### Written instruction
Rewrite everything in the records from the line containing "For every instance of the gray marble" down to the line containing "[[344, 365]]", keeping the requests and their format samples unchanged. Multiply each coordinate in the answers by 2.6, rounding to whole numbers with halves going up.

=== Extracted entries ===

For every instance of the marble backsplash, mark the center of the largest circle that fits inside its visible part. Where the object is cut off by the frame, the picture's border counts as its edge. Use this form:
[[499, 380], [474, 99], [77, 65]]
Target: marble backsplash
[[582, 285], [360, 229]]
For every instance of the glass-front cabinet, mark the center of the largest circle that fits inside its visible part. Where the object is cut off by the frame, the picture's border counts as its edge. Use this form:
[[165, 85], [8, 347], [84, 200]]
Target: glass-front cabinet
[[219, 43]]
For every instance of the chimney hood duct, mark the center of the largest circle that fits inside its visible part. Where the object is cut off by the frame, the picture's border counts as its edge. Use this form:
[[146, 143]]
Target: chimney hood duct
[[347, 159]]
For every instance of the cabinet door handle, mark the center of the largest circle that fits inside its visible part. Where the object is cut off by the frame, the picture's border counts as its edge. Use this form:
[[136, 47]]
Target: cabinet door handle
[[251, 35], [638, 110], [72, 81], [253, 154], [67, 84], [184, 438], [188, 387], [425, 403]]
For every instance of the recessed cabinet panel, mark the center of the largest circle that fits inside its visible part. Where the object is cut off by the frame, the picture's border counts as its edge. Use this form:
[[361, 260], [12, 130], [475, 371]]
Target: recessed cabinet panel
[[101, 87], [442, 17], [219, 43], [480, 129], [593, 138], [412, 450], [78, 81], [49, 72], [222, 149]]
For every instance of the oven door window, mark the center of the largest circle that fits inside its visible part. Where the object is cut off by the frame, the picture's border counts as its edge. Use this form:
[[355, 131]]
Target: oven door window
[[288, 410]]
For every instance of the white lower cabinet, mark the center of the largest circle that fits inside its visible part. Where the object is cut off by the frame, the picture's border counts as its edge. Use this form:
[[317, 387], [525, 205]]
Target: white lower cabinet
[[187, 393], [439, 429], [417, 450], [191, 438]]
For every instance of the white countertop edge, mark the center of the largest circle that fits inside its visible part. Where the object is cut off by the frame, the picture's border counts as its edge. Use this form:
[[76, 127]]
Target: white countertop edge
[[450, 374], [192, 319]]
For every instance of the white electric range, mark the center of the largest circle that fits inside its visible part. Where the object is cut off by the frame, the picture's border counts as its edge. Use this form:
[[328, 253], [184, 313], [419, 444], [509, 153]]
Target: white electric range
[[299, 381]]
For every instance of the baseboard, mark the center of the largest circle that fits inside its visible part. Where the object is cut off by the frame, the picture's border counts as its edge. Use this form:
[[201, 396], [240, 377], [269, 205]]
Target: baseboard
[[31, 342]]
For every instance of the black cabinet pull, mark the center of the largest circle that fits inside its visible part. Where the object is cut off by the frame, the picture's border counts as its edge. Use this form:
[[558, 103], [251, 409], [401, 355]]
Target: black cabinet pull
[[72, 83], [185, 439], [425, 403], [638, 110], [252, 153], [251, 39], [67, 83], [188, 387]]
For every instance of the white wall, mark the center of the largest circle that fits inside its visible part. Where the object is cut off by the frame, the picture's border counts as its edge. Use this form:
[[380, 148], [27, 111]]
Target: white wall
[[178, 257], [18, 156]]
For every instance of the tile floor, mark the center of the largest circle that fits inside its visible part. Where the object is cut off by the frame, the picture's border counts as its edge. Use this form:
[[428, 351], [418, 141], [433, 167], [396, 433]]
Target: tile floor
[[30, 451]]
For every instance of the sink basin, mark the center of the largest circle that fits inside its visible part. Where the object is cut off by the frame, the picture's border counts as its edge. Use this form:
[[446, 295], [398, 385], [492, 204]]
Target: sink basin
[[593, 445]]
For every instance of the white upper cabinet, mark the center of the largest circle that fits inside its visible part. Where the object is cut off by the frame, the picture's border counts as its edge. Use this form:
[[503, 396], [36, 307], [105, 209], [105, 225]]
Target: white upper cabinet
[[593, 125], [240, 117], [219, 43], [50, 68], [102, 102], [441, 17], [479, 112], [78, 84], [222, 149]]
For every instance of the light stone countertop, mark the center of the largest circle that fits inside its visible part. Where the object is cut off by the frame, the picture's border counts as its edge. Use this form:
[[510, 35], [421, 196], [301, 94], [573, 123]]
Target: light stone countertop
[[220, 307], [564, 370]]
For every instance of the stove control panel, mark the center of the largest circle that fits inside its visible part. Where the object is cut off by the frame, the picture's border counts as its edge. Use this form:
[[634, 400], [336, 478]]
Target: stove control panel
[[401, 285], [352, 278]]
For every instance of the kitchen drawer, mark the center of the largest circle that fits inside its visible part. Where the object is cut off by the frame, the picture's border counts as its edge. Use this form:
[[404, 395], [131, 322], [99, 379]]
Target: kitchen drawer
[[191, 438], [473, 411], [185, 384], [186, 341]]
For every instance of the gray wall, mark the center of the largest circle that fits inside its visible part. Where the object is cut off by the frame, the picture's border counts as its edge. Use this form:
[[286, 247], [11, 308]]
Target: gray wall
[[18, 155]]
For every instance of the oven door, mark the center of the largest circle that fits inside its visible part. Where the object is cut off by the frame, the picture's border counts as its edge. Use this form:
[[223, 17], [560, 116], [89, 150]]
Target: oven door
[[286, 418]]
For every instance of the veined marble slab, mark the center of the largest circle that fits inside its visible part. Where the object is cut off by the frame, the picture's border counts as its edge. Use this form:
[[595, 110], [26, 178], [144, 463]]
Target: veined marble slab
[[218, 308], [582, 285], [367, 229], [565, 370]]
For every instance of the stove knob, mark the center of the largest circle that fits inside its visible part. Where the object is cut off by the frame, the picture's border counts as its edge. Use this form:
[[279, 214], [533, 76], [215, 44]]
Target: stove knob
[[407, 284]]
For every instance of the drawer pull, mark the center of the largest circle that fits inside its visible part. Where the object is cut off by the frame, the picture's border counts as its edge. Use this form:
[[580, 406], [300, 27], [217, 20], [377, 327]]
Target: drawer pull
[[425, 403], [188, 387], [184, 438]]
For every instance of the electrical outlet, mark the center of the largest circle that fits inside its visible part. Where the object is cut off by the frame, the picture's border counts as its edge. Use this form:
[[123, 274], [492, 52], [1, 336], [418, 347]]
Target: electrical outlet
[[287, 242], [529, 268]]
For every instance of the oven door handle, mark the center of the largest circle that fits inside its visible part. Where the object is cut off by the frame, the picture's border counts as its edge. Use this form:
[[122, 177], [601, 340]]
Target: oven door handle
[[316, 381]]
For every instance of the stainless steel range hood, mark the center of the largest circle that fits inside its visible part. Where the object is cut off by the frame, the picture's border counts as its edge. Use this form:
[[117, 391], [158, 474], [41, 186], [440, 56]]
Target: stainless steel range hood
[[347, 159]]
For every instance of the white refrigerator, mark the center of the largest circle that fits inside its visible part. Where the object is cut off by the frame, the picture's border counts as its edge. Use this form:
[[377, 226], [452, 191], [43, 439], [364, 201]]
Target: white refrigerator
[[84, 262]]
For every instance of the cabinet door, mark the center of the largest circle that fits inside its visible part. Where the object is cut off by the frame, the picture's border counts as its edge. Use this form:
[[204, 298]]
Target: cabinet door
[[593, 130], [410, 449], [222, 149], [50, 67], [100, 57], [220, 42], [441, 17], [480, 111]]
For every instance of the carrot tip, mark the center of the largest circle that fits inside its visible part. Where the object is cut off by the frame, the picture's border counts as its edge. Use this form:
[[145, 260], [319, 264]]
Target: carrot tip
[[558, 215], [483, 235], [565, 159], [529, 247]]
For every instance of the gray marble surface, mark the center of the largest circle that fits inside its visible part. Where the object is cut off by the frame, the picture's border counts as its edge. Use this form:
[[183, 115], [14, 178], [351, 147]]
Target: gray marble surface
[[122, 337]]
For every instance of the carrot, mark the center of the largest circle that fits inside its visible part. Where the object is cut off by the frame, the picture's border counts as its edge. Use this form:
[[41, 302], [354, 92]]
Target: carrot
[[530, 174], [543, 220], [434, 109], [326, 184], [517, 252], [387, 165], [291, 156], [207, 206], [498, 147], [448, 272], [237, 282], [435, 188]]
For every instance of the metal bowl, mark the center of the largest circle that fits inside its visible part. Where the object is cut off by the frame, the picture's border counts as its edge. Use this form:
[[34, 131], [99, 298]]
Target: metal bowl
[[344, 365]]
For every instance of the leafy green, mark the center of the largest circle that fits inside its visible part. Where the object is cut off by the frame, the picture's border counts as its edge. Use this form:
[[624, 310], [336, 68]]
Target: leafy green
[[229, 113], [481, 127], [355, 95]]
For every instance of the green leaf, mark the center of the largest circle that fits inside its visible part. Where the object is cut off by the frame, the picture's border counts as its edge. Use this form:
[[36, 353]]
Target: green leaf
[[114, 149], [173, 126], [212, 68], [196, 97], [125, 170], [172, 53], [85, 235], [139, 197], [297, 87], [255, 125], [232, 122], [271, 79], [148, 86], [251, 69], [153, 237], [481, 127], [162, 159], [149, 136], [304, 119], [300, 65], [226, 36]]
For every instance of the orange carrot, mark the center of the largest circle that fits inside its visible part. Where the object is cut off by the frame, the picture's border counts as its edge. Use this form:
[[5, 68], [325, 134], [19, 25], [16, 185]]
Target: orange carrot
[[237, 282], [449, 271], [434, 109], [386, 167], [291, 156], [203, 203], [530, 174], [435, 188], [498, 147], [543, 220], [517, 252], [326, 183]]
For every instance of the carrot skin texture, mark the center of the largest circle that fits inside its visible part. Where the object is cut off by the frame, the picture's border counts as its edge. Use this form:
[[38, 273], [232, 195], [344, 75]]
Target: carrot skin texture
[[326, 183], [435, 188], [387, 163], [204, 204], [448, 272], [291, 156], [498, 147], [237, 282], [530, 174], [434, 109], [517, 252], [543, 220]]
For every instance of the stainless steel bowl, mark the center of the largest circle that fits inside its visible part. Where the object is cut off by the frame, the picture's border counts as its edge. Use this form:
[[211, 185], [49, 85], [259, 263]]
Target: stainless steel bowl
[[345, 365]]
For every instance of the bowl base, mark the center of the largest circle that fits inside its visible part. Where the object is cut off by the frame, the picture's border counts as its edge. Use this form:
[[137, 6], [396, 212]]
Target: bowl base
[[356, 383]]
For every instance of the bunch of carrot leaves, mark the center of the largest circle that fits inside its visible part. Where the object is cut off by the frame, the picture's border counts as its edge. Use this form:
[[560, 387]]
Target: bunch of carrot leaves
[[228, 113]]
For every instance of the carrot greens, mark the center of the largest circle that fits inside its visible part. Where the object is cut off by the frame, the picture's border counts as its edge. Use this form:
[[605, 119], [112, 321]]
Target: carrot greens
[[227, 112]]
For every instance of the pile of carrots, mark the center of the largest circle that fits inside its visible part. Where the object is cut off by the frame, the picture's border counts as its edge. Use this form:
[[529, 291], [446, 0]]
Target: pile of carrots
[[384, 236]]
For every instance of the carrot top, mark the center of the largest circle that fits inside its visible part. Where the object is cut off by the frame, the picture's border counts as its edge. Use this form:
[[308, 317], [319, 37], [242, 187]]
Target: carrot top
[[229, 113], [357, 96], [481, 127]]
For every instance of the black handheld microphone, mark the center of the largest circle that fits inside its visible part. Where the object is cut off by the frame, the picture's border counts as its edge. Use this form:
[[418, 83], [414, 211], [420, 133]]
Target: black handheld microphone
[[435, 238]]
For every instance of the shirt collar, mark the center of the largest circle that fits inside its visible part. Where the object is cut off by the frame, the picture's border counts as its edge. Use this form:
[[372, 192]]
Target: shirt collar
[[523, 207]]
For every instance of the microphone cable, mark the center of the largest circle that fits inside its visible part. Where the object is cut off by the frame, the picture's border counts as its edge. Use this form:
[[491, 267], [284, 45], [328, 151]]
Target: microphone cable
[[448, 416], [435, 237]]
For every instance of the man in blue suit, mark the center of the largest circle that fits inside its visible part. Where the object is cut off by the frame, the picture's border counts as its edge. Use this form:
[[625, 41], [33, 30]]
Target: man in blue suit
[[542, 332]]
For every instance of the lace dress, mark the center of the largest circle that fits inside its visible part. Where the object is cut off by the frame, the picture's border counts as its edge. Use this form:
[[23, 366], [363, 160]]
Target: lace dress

===

### Written solution
For every instance of the gray marble surface, mark the center of the largest circle that fits inside its visible part. Where the object is cut off by the frame, the picture's border counts as its edge. Use this form:
[[183, 115], [14, 178], [351, 147]]
Target: gray marble surface
[[317, 876]]
For every instance of the carrot, mark the center of the largest circle that fits inside its visible part. Where the object is cut off by the frame, the picture's border counts as its edge. Use this form:
[[41, 302], [354, 92]]
Target: carrot
[[1378, 452], [1412, 572], [1128, 283], [848, 478], [1344, 655], [1006, 429], [757, 406], [538, 536], [1295, 382], [1165, 707], [616, 733], [1131, 489]]
For every instance of the metal bowl, mark the center of the largest circle that fits inside its visible part. Where the object is cut off by the frame, the picture's border counts as its edge. Use this form:
[[34, 131], [99, 298]]
Target: metal bowl
[[894, 949]]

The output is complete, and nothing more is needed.